YOUR TASK:
Copy out each of the entries below line for line, without changing anything. Leave the pictures out.

ENTRIES:
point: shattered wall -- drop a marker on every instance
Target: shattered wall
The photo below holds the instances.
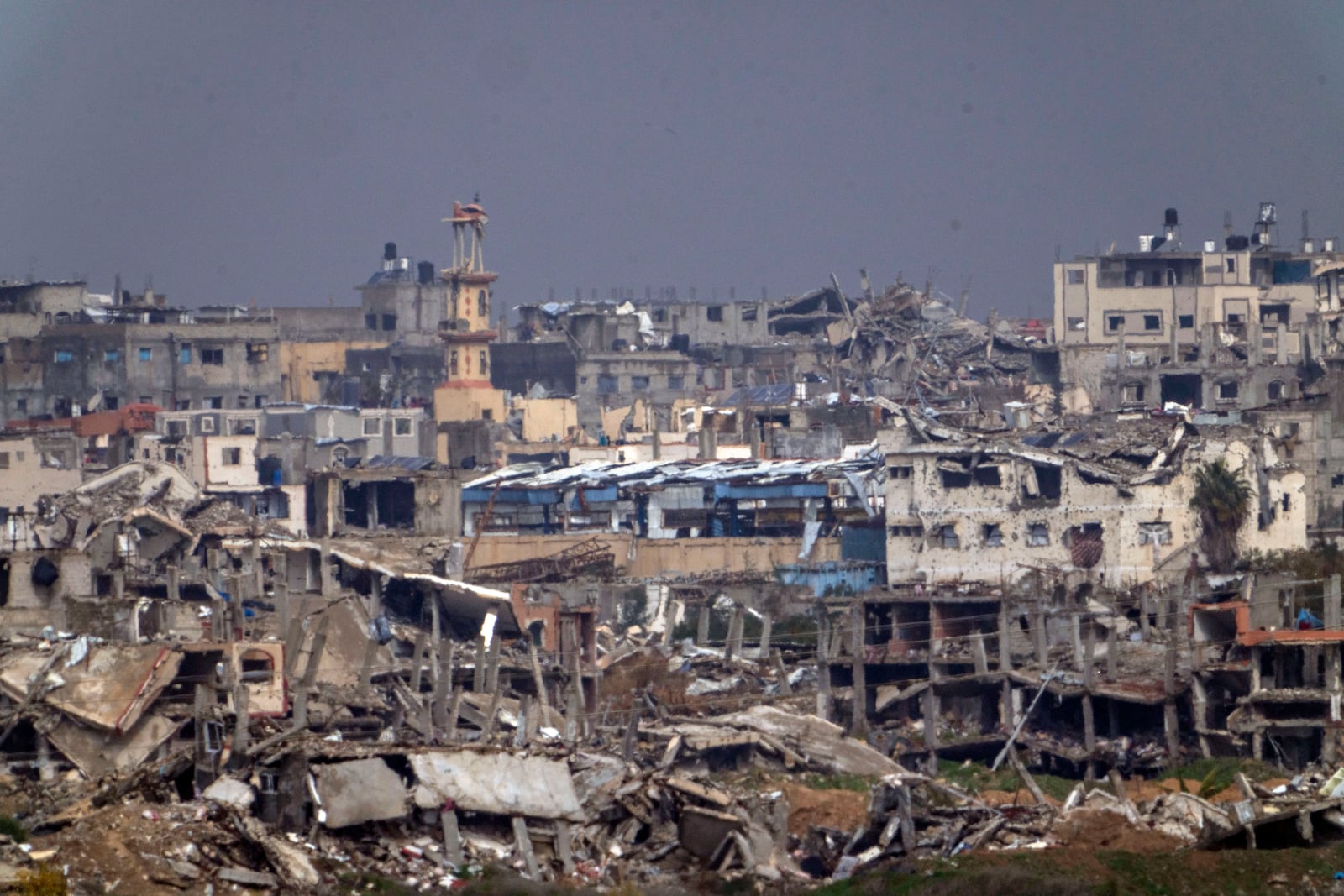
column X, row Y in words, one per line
column 994, row 516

CORRECT RESPONSE:
point: shattered wall -- drop a marker on every instance
Target: shattered wall
The photo below holds the instances.
column X, row Y in words, one per line
column 994, row 516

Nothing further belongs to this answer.